• Set problem
Continue the notes on systems of linear equations and infinitely many solutions, picking up right after their last line.

1. Key Concepts and Formulas

• System of Linear Equations: A system of $n$ linear equations with $n$ variables, represented in matrix form as $AX=B$, where $A$ is the coefficient matrix, $X$ is the variable matrix, and $B$ is the constant matrix.
• Conditions for Infinitely Many Solutions (Cramer's Rule Extension): For a system of three linear equations in three variables to have infinitely many solutions, the following conditions must be met:
  1. The determinant of the coefficient matrix, denoted as $\Delta$ (or $det(A)$), must be zero ($\Delta = 0$).
  2. All the determinants obtained by replacing a column of the coefficient matrix with the constant terms ($\Delta_x, \Delta_y, \Delta_z$) must also be zero ($\Delta_x = 0, \Delta_y = 0, \Delta_z = 0$).

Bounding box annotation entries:
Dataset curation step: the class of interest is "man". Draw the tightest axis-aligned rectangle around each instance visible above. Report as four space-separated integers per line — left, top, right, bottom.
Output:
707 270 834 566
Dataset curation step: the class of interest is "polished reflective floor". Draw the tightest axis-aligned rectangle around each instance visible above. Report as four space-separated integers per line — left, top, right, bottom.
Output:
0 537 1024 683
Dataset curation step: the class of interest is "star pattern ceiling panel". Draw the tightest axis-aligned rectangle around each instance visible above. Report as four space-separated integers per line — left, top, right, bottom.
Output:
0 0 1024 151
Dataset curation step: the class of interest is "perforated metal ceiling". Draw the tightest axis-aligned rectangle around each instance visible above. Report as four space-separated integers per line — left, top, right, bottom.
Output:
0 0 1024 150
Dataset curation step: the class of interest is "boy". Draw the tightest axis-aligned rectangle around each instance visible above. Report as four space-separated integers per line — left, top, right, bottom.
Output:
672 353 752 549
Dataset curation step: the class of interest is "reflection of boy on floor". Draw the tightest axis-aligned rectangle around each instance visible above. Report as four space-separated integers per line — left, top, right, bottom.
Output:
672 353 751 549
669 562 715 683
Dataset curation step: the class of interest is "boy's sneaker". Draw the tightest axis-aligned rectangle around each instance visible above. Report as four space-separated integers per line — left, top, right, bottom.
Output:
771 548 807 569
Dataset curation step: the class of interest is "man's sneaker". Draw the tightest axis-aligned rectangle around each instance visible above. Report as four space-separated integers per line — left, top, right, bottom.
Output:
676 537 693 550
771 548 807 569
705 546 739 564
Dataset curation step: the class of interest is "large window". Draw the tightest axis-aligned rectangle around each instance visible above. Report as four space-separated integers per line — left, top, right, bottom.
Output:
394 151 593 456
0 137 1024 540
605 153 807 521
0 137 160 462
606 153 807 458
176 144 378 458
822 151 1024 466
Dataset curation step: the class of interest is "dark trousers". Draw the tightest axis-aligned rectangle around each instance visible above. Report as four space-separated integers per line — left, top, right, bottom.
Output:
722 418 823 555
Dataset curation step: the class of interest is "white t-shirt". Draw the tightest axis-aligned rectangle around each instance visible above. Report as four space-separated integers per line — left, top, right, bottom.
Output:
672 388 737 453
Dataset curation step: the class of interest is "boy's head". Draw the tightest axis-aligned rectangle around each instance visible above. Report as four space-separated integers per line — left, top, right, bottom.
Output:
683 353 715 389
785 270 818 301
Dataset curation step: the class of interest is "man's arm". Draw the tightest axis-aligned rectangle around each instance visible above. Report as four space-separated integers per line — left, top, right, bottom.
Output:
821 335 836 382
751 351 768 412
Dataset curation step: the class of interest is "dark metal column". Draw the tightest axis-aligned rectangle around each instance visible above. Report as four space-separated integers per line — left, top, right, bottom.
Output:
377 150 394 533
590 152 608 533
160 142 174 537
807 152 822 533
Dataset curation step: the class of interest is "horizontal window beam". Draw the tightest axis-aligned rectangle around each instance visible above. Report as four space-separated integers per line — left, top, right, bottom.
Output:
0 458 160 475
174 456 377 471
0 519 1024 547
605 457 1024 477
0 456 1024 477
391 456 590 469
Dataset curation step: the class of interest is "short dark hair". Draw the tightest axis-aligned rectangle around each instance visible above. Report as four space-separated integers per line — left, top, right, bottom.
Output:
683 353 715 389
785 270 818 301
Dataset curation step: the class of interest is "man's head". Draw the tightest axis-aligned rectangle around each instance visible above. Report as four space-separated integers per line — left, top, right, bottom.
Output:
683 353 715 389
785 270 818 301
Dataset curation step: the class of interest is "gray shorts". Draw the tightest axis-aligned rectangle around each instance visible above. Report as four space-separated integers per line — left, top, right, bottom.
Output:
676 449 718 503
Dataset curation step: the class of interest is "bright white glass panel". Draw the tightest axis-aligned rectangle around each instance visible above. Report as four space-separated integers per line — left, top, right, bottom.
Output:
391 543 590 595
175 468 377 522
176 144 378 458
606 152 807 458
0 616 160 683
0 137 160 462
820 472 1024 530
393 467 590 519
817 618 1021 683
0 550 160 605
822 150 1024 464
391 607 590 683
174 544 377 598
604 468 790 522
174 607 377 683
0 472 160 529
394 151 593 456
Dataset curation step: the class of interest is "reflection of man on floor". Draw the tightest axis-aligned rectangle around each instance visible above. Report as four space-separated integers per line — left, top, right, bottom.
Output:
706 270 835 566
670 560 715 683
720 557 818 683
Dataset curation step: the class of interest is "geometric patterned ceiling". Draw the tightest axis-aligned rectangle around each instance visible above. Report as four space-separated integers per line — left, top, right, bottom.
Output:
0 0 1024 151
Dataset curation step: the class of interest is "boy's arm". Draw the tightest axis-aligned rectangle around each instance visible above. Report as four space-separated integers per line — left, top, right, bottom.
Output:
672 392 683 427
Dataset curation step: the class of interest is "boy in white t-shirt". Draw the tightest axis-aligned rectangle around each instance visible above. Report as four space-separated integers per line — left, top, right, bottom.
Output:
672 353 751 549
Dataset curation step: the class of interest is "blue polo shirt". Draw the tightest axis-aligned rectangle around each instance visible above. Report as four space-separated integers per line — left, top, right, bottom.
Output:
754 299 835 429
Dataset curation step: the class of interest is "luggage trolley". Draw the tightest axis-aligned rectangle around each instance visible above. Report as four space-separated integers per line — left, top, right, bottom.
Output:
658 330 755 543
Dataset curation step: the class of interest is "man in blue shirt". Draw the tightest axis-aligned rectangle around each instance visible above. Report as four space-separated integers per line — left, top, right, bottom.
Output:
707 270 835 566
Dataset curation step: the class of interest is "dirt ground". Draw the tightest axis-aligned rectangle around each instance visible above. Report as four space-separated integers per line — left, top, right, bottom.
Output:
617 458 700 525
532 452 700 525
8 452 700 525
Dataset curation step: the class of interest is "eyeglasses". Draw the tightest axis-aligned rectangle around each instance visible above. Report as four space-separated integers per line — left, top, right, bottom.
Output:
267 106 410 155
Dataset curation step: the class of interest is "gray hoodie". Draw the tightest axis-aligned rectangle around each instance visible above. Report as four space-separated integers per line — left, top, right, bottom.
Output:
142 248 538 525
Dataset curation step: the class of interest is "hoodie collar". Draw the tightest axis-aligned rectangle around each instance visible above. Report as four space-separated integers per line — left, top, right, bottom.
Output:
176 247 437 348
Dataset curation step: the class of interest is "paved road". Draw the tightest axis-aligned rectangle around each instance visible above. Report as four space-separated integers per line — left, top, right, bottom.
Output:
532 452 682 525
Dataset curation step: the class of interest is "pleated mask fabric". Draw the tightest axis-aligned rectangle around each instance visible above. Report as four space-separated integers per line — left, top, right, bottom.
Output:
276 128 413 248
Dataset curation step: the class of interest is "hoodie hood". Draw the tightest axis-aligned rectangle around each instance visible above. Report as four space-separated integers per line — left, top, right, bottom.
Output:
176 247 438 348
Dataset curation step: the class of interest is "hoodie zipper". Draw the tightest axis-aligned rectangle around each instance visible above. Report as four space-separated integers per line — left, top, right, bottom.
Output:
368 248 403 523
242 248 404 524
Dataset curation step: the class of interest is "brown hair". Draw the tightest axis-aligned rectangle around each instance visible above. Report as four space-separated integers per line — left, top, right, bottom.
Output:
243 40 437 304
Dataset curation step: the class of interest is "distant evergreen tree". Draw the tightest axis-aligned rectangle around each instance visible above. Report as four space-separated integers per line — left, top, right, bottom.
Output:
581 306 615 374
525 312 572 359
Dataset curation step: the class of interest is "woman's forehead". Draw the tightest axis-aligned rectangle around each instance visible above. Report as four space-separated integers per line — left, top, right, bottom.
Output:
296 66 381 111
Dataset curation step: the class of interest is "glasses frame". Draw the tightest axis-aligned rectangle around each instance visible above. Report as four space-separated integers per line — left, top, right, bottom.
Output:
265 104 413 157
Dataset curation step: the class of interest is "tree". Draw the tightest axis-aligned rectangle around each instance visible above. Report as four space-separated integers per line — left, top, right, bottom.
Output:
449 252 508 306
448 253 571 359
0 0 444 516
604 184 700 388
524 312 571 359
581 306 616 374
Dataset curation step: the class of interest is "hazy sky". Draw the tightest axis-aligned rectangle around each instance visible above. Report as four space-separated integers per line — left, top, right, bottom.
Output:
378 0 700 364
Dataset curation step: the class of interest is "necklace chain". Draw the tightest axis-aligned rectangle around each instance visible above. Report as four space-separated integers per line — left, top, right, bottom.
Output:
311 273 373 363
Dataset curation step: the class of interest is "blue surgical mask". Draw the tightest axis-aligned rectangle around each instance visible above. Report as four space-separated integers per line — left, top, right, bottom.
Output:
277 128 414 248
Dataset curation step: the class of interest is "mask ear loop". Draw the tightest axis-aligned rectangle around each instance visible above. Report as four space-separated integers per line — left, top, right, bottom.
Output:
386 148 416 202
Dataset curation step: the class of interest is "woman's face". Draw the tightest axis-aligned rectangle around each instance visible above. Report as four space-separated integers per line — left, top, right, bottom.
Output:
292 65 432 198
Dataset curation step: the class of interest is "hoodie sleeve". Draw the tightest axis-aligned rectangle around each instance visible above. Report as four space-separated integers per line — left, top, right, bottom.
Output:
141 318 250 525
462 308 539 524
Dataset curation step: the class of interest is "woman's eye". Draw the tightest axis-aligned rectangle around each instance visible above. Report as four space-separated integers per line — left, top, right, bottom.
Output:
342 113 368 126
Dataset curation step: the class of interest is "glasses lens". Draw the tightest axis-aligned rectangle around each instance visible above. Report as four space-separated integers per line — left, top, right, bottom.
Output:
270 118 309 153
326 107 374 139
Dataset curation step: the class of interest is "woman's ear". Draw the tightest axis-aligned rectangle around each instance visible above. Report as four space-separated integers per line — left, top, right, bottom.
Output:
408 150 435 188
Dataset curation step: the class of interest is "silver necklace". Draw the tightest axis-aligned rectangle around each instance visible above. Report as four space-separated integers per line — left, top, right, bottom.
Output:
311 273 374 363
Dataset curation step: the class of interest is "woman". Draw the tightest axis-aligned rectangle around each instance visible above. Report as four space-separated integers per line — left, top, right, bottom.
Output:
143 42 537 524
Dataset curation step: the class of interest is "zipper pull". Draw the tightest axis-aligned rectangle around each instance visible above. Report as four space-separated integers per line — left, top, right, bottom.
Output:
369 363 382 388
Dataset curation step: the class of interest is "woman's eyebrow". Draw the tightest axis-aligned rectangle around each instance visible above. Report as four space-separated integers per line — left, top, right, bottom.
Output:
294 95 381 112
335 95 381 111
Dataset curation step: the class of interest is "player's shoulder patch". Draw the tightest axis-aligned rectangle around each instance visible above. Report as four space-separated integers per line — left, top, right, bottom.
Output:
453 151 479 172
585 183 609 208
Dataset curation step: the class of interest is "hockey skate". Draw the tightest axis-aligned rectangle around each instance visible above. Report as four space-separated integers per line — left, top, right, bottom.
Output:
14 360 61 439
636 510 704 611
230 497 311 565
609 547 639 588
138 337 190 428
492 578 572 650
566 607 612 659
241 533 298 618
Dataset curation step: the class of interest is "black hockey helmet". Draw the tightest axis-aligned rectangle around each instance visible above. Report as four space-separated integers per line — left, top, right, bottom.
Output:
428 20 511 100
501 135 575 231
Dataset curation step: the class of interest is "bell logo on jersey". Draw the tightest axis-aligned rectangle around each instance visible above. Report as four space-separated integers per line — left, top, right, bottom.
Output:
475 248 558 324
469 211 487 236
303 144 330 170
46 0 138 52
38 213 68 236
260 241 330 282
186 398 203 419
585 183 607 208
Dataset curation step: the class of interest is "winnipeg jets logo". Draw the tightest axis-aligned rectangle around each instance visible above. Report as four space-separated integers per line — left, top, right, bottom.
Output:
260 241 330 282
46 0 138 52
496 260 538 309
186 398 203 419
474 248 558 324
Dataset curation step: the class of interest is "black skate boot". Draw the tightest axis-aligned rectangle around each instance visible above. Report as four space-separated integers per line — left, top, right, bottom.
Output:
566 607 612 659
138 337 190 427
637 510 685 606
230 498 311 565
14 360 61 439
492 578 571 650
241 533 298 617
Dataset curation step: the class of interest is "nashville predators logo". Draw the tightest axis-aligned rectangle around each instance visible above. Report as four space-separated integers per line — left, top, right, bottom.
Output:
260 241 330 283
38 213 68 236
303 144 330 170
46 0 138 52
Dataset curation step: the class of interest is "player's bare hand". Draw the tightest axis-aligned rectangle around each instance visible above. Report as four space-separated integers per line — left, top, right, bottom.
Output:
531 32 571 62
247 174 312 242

• Exercise result
• Determinant Expansion: For a $3 \times 3$ matrix $\begin{pmatrix} a & b & c \\ d & e & f \\ g & h & i \end{pmatrix}$, its determinant is $a(ei - fh) - b(di - fg) + c(dh - eg)$.

2. Step-by-Step Solution

Step 1: Represent the System in Matrix Form First, we express the given system of linear equations in the standard matrix form $AX=B$.

The given system is:

1. $x + y + z = 6$
2. $4x + \lambda y - \lambda z = \lambda - 2$
3. $3x + 2y - 4z = - 5$

From this, we identify the coefficient matrix $A$ and the constant matrix $B$:

$$A = \begin{pmatrix} 1 & 1 & 1 \\ 4 & \lambda & -\lambda \\ 3 & 2 & -4 \end{pmatrix} \quad \text{and} \quad B = \begin{pmatrix} 6 \\ \lambda - 2 \\ -5 \end{pmatrix}$$

Step 2: Calculate $\Delta$ and Find Potential Values of $\lambda$ For the system to have infinitely many solutions, the determinant of the coefficient matrix, $\Delta$, must be zero. We calculate $\Delta$ and set it to zero to find the possible values of $\lambda$.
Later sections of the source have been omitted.